Written task
Write the material out again exactly.

Supplied information

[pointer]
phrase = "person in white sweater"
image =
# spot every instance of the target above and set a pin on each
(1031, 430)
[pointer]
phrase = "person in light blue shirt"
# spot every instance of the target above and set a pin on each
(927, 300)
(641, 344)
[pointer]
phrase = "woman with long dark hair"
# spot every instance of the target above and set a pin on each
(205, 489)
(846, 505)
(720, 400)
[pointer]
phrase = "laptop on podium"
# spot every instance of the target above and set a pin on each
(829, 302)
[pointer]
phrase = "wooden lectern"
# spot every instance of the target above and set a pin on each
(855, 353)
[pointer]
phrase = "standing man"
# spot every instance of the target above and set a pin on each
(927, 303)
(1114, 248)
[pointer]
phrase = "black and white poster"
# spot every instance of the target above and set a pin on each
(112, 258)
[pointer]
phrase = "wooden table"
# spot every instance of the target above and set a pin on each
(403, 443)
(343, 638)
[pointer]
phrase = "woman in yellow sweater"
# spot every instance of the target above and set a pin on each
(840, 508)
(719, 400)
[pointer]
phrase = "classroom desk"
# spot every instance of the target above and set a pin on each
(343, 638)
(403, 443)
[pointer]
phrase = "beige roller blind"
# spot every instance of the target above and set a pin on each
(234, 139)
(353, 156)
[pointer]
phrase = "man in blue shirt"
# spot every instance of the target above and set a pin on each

Result of the exercise
[pointer]
phrase = "person in white sweater"
image =
# spot every instance of the target above and set a pin on each
(1031, 430)
[pointer]
phrase = "person in light blue shirt"
# spot every instance of the target above and set a pin on each
(927, 300)
(641, 344)
[pointer]
phrase = "woman with long dark hair"
# spot every instance of the target above and set a pin on each
(205, 489)
(846, 505)
(720, 400)
[pointer]
phrase = "laptop on podium"
# spot every instance of the target above and set a pin on each
(829, 302)
[pointer]
phrase = "wooden lectern"
# spot every instance of the target above and set a pin on each
(855, 353)
[pointer]
phrase = "standing man"
# spot every instance of the target above and set a pin on each
(927, 303)
(1114, 248)
[pointer]
phrase = "black and white poster"
# spot every instance of the target above and set a pin on each
(112, 258)
[pointer]
phrase = "wooden table"
# spot every instance of the target above and set a pin on each
(403, 443)
(343, 638)
[pointer]
phrase = "woman in yellow sweater"
# spot every instance of the target above and set a pin on each
(840, 508)
(719, 400)
[pointer]
phrase = "classroom desk"
# spot every instance of the target above and set a pin on each
(343, 638)
(403, 443)
[pointer]
phrase = "beige roller blind"
# spot every instance of the target above and set a pin on each
(234, 139)
(353, 156)
[pointer]
phrase = "man in blue shirt"
# spot every instance of the target above and set a pin on each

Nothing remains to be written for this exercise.